* [SET TASK] Print every line of the items below verbatim, leaving out the pictures.
= = = = =
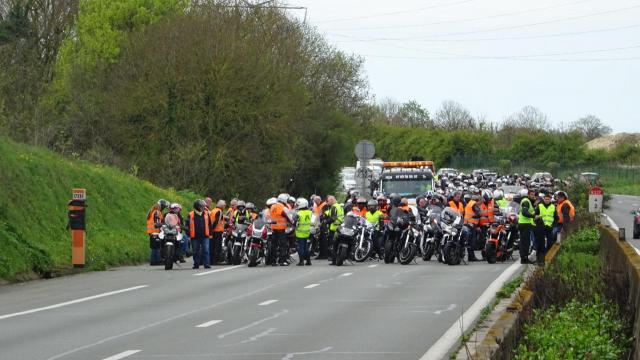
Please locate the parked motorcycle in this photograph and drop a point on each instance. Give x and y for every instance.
(171, 240)
(453, 249)
(364, 245)
(259, 232)
(346, 234)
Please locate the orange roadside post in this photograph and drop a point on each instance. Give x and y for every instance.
(77, 224)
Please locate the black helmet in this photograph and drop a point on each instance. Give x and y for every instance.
(163, 204)
(395, 199)
(199, 205)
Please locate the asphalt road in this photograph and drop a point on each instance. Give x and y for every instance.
(619, 210)
(363, 311)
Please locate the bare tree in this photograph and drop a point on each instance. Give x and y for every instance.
(453, 116)
(590, 127)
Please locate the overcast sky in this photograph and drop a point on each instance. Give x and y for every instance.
(569, 58)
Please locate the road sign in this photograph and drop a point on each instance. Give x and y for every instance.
(596, 197)
(365, 150)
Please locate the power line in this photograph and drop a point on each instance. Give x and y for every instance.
(395, 12)
(463, 20)
(570, 18)
(523, 37)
= = = = =
* [ANSWER TO THE PROBLEM]
Please locate the parked motorcycle in this photograph and drop a point on each instance. Give x and y for every instance.
(171, 240)
(453, 249)
(364, 245)
(259, 232)
(346, 234)
Please locate the orange roadside post in this photograph and drop a point on each instance. Give x and y for every instance.
(77, 224)
Please locate the black helmet in this photograph and drop a point on each instance. Give x and y for every instance.
(163, 204)
(395, 199)
(199, 205)
Please locate the asphalt road in this photograph and drop a point on each instance. Give x and y for every instance.
(619, 210)
(363, 311)
Please locate the bare tree in this photograph and drop a point on each instance. Give x and y for every instance.
(453, 116)
(590, 127)
Please locate the overcast sky in this photograph and drop a point on each instance. Give x and y for every instance.
(569, 58)
Please locate the road sign in this photograph and drop a point on each instance. Give x and y for every instance.
(596, 197)
(365, 150)
Please locate the power line in this photograph and drop a point on each instance. Give x and y for every instance.
(395, 12)
(463, 20)
(570, 18)
(523, 37)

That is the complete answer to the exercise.